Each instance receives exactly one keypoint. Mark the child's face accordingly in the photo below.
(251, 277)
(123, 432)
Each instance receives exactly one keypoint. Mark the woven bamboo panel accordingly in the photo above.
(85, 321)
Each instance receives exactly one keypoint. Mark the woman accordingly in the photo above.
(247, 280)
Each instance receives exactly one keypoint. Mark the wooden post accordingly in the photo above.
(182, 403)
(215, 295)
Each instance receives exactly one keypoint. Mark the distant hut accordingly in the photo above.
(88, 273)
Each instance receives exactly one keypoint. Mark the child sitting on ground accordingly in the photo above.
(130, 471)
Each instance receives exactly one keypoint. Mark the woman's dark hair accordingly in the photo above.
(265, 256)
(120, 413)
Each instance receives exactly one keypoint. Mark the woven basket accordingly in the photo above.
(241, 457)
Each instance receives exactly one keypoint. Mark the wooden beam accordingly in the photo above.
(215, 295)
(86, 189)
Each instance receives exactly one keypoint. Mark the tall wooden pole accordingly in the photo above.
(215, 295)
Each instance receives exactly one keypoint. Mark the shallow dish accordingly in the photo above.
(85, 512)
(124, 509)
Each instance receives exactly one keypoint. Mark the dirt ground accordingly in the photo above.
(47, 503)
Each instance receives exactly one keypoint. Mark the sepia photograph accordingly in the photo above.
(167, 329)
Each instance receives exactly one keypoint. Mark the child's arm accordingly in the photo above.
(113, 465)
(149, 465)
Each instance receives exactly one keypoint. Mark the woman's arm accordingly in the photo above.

- _What you need to do_
Reproduce the entire listing above, line for line, with no changes.

- _Solution_
Each instance receives exactly one keypoint. Mark the child's face accordingly in the photo below.
(251, 277)
(123, 432)
Each instance receives exactly one keypoint. Mark the woven bamboo panel accordingly in the photo above.
(85, 321)
Each instance receives exactly one keypoint. Mark the woman accordingly in the photo above.
(247, 280)
Each instance receives exactly one keypoint. Mark the wooden post accordingly in the photo above.
(182, 403)
(215, 295)
Each instance receives exactly one keypoint. Mark the distant hut accordingly in the photo above.
(88, 273)
Each instance receives exactly one keypoint. Mark the child sitting on ground accordingly in the photo above.
(130, 471)
Each instance receives exactly one keypoint. Mark the woman's dark hair accordingly in the photo above.
(265, 256)
(120, 413)
Each instance receives exactly one keypoint. Mark the woven basket accordingly in the photo above.
(241, 457)
Each instance receives exactly one keypoint. Mark the wooden beam accordingly in the photo above.
(215, 295)
(86, 189)
Each instance receives exactly one keypoint. Mark the tall wooden pole accordingly in the photo above.
(215, 295)
Each instance receives exactly one keypoint. Mark the shallow dish accordingly in the photo above.
(85, 512)
(124, 509)
Each instance receives exactly one keypoint. Mark the dirt ground accordingly in the photo above.
(47, 503)
Each instance receives exactly one keypoint. Mark the sepia photograph accordingly in the photo above.
(167, 329)
Each instance receives exactly one keypoint. Mark the child's arm accordingly in the photo above.
(113, 465)
(149, 465)
Each instance receives exactly one keypoint. Mark the woman's arm accordingly in the photo above.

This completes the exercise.